::: Reading text

  - 18 November — Vaslav Nijinsky's Les Aprés-midi d'un Faune, Metropolitan Opera House, New York
- 1940
  - Alexandra Fedorova's (after Petipa) The Nutcracker [abridged], set to music by Pyotr Ilyich Tchaikovsky, New York City
- 1941
  - Léonide Massine's Labyrinth, New York
  - Léonide Massine's Saratoga, New York
  - Alexandra Fedorova's The Magic Swan (after Petipa), Metropolitan Opera House, New York
- 1942
  - Alexandra Balachova's La Fille mal gardée
  - 16 October premiere — Agnes de Mille's Rodeo, set to music by Aaron Copland, Metropolitan Opera House, New York
- 1943
  - 9 October — Igor Schwezoff's The Red Poppy, Public Music Hall, Cleveland, Ohio
- 1944
  - George Balanchine's Le Bourgeois Gentilhomme, set to the music of Jean-Baptiste Lully, New York City Center
  - George Balanchine's Danses concertantes
  - George Balanchine's Song of Norway, set to the music of Edvard Grieg, New York City
- 1945
  - George Balanchine's Pas de Deux (Grand Adagio)
  - Coppélia, set to the music of Léo Delibes
  - 9 September — George Balanchine's Concerto Barocco, set to Johann Sebastian Bach's Concerto in D minor for Two Violins, New York City Center
  - 9 September — Vaslav Nijinsky's L'Après-midi d'un faune, New York City Center
  - 17 September premiere — Tod Bolender's Comedia Balletica, set to Igor Stravinsky's Pulcinella, New York City Center
- 1946
  - George Balanchine's La Sonnambula and The Night Shadow
  - Balanchine and Alexandra Danilova's Raymonda, set to the music of Alexander Glazunov
- 1947
  - Valerie Bettis' Virginia Sampler

== Legacy ==
Many of the company's principal dancers and corps de ballet founded dance schools and companies of their own across the United States and Europe, teaching the Russian ballet traditions to generations of Americans and Europeans.

=== Choreographers and principal dancers ===
- George Balanchine — founded the School of American Ballet (SAB) and New York City Ballet, for which he created works for 40 years.
  - Alexandra Danilova — taught for 30 years at SAB.
  - Leon Danielian — served as the director of SAB from 1967 to 1980.

::::::
::: The data

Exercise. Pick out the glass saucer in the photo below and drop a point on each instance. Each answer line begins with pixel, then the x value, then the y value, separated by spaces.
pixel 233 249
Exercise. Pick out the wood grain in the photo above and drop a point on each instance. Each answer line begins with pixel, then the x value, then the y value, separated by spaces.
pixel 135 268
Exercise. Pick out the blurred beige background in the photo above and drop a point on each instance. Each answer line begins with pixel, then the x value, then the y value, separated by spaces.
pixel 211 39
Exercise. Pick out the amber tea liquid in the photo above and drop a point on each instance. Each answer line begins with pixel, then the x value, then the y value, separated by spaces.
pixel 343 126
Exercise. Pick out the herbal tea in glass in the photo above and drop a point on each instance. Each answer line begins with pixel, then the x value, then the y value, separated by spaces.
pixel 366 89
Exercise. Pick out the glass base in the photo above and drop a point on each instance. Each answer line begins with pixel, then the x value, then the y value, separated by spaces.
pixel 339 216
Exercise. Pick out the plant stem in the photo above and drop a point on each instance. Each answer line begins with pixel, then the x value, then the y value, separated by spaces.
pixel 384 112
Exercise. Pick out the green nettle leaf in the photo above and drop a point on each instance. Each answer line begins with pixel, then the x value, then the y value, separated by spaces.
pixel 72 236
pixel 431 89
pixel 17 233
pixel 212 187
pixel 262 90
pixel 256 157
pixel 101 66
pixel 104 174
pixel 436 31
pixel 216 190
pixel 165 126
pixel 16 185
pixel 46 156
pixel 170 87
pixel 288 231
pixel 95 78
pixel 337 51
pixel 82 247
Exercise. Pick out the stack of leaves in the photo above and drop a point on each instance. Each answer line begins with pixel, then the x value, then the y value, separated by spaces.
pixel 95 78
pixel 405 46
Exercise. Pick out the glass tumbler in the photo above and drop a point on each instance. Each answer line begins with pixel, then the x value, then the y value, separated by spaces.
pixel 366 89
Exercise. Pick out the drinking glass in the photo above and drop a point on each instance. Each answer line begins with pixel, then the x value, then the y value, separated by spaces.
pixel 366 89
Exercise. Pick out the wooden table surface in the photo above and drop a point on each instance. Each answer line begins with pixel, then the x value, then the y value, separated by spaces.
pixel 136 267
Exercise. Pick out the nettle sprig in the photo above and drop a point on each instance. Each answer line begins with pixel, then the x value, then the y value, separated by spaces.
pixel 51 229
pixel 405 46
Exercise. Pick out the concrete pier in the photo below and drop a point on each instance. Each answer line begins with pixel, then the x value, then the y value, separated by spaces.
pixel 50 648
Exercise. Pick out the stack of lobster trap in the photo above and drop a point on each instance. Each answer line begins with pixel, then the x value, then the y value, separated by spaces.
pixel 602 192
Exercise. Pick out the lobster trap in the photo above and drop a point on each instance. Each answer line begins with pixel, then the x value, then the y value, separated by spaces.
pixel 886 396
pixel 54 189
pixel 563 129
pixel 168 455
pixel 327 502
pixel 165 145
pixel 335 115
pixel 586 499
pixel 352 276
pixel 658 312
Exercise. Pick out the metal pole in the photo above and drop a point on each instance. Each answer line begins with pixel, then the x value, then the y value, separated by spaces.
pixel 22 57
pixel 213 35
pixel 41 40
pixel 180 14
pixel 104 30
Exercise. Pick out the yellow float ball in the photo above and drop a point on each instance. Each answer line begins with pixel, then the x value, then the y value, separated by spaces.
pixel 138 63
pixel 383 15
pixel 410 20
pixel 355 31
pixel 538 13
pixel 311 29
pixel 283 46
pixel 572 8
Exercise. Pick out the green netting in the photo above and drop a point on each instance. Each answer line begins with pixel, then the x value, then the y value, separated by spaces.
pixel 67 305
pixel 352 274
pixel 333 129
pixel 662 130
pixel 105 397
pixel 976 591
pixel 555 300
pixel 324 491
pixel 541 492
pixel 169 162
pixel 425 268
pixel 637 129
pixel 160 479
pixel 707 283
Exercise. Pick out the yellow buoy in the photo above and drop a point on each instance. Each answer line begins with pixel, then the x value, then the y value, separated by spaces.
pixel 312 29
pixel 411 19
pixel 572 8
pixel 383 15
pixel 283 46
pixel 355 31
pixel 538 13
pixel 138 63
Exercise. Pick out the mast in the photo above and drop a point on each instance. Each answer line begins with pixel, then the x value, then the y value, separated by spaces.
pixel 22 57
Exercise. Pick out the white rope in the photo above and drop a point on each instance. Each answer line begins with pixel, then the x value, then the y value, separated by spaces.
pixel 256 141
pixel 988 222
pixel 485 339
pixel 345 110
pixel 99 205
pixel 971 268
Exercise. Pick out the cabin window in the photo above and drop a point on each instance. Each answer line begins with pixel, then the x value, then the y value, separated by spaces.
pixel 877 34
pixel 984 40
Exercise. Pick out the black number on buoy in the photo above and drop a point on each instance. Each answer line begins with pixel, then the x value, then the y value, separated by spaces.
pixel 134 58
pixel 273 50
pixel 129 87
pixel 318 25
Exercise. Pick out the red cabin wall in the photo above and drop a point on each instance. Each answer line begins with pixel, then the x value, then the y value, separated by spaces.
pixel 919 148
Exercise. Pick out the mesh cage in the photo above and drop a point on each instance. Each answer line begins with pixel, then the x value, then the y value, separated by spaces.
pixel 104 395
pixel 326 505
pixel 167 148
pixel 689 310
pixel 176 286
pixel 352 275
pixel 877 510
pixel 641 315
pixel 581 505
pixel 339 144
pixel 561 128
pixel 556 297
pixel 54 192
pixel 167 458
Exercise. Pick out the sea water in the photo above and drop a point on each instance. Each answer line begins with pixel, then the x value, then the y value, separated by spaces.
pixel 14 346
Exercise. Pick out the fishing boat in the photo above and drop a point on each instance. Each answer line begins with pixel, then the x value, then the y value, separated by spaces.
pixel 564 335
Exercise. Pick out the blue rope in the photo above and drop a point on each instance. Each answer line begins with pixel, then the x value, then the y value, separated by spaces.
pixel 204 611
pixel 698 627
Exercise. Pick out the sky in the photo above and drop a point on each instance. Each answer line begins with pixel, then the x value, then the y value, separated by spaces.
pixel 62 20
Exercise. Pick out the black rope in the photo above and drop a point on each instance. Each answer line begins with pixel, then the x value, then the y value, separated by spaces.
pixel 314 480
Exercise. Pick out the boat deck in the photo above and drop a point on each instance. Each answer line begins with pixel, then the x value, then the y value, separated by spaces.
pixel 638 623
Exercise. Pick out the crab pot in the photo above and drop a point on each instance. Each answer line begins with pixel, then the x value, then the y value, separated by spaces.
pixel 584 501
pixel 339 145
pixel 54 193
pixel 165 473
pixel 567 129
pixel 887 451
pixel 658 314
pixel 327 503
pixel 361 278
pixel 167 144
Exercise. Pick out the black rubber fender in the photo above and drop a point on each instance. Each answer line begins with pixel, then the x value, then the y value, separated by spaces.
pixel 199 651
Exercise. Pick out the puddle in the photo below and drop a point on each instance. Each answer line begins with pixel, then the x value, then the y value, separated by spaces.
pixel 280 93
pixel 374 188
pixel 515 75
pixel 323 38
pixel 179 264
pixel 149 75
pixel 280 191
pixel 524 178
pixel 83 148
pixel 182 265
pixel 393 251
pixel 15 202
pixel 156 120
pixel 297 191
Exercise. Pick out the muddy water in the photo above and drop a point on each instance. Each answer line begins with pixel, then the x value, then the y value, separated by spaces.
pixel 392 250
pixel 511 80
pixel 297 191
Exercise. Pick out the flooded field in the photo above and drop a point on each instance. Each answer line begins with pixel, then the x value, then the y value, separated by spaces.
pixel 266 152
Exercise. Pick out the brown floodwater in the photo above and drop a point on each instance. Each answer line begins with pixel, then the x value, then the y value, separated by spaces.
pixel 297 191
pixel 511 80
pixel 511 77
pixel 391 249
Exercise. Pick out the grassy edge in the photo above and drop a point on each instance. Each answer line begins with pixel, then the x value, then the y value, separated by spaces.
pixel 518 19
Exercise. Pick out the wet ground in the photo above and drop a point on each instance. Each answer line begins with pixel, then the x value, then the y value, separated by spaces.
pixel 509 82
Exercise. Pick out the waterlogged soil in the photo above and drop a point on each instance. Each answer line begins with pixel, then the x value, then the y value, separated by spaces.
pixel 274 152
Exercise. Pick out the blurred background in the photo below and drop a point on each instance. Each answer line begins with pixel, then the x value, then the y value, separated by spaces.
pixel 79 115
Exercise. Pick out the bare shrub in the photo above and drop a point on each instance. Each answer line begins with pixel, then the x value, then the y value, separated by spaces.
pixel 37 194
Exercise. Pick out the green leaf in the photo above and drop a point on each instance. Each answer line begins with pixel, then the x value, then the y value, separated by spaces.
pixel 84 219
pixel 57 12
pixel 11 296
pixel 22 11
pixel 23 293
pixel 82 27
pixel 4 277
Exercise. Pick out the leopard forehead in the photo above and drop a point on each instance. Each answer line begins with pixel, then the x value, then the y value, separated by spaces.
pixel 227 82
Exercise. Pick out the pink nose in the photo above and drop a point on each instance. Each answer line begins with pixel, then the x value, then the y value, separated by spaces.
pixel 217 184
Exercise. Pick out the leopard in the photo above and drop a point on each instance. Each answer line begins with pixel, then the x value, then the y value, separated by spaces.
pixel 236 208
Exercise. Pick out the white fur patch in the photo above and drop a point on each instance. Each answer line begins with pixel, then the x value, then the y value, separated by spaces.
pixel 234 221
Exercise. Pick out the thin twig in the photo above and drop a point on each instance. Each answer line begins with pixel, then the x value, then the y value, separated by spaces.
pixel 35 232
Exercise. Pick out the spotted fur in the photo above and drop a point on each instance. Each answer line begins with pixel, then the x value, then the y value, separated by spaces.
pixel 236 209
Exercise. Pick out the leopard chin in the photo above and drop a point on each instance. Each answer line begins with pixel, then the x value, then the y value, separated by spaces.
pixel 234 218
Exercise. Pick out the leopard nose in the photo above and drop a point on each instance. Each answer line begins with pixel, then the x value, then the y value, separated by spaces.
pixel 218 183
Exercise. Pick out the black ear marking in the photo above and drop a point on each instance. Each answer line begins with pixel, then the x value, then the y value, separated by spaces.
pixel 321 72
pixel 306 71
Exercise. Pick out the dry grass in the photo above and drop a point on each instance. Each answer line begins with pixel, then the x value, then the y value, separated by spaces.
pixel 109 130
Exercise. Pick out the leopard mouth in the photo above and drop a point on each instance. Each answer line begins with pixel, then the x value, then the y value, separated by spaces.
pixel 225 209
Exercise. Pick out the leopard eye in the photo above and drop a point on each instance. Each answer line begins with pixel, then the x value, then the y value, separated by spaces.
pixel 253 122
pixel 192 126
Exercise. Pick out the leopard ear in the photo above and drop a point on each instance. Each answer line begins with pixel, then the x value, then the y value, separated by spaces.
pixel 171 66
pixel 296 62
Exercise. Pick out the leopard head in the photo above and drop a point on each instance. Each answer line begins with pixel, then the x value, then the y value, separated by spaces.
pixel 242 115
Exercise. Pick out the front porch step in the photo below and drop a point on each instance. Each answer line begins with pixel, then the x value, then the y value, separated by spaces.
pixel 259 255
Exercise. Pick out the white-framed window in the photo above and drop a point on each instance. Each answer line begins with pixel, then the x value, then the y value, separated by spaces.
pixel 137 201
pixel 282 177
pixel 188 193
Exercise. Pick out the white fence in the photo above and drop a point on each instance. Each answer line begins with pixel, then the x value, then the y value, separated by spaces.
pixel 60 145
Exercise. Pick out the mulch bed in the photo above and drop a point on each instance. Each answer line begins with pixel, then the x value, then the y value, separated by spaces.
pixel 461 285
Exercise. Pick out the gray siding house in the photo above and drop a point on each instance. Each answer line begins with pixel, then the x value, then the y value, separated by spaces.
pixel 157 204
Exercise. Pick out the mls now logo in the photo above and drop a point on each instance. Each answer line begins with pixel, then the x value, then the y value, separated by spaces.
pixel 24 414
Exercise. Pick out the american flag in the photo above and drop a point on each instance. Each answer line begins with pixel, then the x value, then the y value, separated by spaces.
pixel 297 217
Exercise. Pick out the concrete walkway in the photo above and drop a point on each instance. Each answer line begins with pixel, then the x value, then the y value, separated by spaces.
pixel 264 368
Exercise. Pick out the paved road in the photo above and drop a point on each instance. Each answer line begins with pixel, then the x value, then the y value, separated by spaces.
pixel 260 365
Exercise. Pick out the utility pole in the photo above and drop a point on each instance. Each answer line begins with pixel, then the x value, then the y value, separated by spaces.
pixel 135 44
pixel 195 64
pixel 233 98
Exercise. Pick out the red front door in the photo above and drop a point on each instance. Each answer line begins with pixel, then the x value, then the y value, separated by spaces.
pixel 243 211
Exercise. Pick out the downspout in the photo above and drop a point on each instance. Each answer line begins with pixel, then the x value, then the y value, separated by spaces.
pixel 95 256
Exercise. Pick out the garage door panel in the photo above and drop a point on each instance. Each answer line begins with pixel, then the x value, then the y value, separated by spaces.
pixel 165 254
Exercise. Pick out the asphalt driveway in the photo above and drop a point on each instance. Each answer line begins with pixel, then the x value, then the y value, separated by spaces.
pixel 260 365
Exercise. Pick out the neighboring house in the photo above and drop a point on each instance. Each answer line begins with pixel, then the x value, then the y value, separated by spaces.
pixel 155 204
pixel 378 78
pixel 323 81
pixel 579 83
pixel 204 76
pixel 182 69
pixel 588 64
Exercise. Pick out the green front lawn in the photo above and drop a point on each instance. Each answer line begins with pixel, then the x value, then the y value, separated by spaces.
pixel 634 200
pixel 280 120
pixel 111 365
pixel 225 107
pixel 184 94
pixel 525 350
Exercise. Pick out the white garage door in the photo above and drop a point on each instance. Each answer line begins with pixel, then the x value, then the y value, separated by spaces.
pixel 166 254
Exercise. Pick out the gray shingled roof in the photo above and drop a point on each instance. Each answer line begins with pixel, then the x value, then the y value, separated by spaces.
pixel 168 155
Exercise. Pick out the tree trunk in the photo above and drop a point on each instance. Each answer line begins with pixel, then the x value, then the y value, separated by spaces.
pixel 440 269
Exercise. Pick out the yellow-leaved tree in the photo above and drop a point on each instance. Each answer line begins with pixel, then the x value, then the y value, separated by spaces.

::::::

**Problem requirements:** Please continue the ballet company text, starting after its last line about Leon Danielian.

**Answer space:**
  - Nicholas Magallanes – charter member of the New York City Ballet who performed roles created for him by Balanchine with the troupe from 1946 to 1976.
  - Maria Tallchief — danced with the New York City Ballet for years and was featured in choreography Balanchine created for her.
- Roya Curie — protégé of David Lichine and premier dancer with the Ballet Russe de Monte-Carlo International, she established a school in upstate New York in 1950.
- Frederic Franklin —became director of the National Ballet of Washington, D.C. Advised Dance Theatre of Harlem, as well as performing into his nineties.
- Jo Savino — formed the St. Paul Ballet in Minnesota.
- Robert Lindgren and Sonja Tyven (who danced in the Ballet Russe under the name Sonja Taanila) — opened the Lindgren-Tyven School of Ballet in Phoenix, Arizona (1959–1965). Lindgren also served as the founding dean of the influential dance school at the North Carolina School of the Arts, where Tyven taught ballet (1965–1987). Lindgren left NCSA when Lincoln Kirstein invited him to be his successor as director and president of the School of American Ballet, City Ballet’s affiliate school in New York (1987–1991).
- George Verdak — taught for 25 years at Butler University and founded the Indianapolis Ballet Theatre.

=== Corps de ballet ===
- Marian and Illaria Ladre — in the late 1940s, they set up the Ballet Academy in Seattle, where they taught students who went on to dance and teach in their turn. Students of theirs who had professional dance careers included James De Bolt of the Joffrey Ballet, Cyd Charisse, Marc Platt, Harold Lang, and Ann Reinking. In 1994 Illaria Ladre was among the first American dancers, choreographers and writers honored by receiving the newly established Vaslav Nijinsky Medal, sponsored by the Polish Artists Agency in Warsaw, for work carrying on the tradition of Nijinsky.
- Lubov Roudenko — Former soloist for the Ballets Russes in the 1930s, she left in the 1940s and, as Luba Marks, became a successful Coty Award winning fashion designer.
- Elissa Minet — danced for one season with the Ballets Russes in 1937 before joining the ballet company at the Metropolitan Opera.

== In popular culture ==
A feature documentary about the company, featuring interviews with many of the dancers, was released in 2005, with the title Ballets Russes.